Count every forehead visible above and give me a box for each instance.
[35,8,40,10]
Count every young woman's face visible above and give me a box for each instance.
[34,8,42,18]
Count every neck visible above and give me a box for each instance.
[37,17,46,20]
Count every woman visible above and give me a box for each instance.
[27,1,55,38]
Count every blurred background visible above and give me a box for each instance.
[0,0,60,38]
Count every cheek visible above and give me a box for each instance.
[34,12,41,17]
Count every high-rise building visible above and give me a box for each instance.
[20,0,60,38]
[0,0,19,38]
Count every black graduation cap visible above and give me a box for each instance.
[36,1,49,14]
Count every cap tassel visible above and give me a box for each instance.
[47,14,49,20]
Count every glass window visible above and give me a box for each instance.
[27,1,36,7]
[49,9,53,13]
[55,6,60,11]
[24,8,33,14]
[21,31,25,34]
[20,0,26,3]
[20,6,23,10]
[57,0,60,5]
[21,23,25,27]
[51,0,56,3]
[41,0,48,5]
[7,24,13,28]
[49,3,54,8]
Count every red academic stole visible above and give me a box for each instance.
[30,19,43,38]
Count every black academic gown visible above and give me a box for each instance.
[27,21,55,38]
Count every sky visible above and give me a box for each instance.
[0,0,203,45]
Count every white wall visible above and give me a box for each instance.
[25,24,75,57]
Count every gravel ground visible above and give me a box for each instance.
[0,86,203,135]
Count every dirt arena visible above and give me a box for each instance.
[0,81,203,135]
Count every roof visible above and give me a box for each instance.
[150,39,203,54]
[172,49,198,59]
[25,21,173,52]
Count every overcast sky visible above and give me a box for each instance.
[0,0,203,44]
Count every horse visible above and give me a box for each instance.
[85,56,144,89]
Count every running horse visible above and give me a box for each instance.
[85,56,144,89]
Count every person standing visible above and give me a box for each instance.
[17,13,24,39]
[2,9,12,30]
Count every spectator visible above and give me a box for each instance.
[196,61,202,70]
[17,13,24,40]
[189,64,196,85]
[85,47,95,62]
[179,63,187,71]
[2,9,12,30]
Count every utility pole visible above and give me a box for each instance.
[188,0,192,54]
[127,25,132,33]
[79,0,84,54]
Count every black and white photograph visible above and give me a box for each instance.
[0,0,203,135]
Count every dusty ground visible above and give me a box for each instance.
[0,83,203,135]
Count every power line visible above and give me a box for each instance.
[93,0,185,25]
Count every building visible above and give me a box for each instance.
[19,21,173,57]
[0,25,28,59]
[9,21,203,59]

======

Could you write out the material above again, switching every "give me a box for each instance" to "mark each instance with a box" and leaving everything else unchanged?

Count every forehead visible above and mark each instance with a box.
[35,8,40,10]
Count every young woman's face visible above and mark each instance with a box.
[34,8,42,18]
Count every neck visible above and mark each instance with a box.
[37,17,46,20]
Count every woman visible above and mark each instance with a box.
[27,1,55,38]
Count every blurred background visible above and mark each instance with a box.
[0,0,60,38]
Count every cheek visible above and mark each instance with a box.
[34,12,41,17]
Count every high-rise building visible above and mark each instance with a box.
[20,0,60,38]
[0,0,19,38]
Count every black graduation cap visible above and mark each instance with a box.
[36,1,49,14]
Count every cap tassel visible above and mark each instance with a box.
[47,14,49,20]
Count every glass window visible above and mark each instance with a box.
[27,1,36,7]
[49,9,53,13]
[55,6,60,11]
[24,8,33,14]
[21,31,25,34]
[20,0,26,3]
[20,6,23,10]
[57,0,60,5]
[21,23,25,27]
[51,0,56,3]
[41,0,48,5]
[7,24,13,28]
[49,3,54,8]
Count every red academic stole visible above and mark each instance with a box.
[30,19,43,38]
Count every black academic gown visible above and mark each instance with a box.
[27,21,55,38]
Count every sky visible above and mark each instance with a box.
[0,0,203,45]
Count every white wall visible above and mark each instance with a box.
[25,24,75,57]
Count every gravel ground visible above and mark each instance with a box.
[0,86,203,135]
Count every dirt arena visible above and mark each instance with a box.
[0,81,203,135]
Count every roof visible above and mark each instance with a box.
[150,39,203,54]
[172,49,198,59]
[25,21,173,52]
Count every overcast sky visible above and mark each instance with a box.
[0,0,203,44]
Count every horse visible above and mark each instance with a box.
[85,56,144,89]
Count every running horse visible above and mark each instance with a box.
[85,56,144,89]
Count every person standing visible above and mark each instance with a box.
[17,13,24,39]
[2,9,12,30]
Count every spectator visible above and mark each instance with a box.
[196,61,202,70]
[17,13,24,40]
[189,64,196,85]
[85,47,95,62]
[179,63,187,71]
[2,9,12,30]
Count every utility pole visible above and mark each instance with a box.
[188,0,192,54]
[127,25,132,33]
[79,0,84,54]
Count every black and white photograph visible above and mark each instance with a box.
[0,0,203,135]
Count every dusty ground visible above and mark each instance with a box.
[0,83,203,135]
Count every power line visible above and mark each instance with a box.
[93,0,185,25]
Count every building visible above and mark each instance with a box.
[19,21,173,57]
[0,25,28,59]
[9,21,203,59]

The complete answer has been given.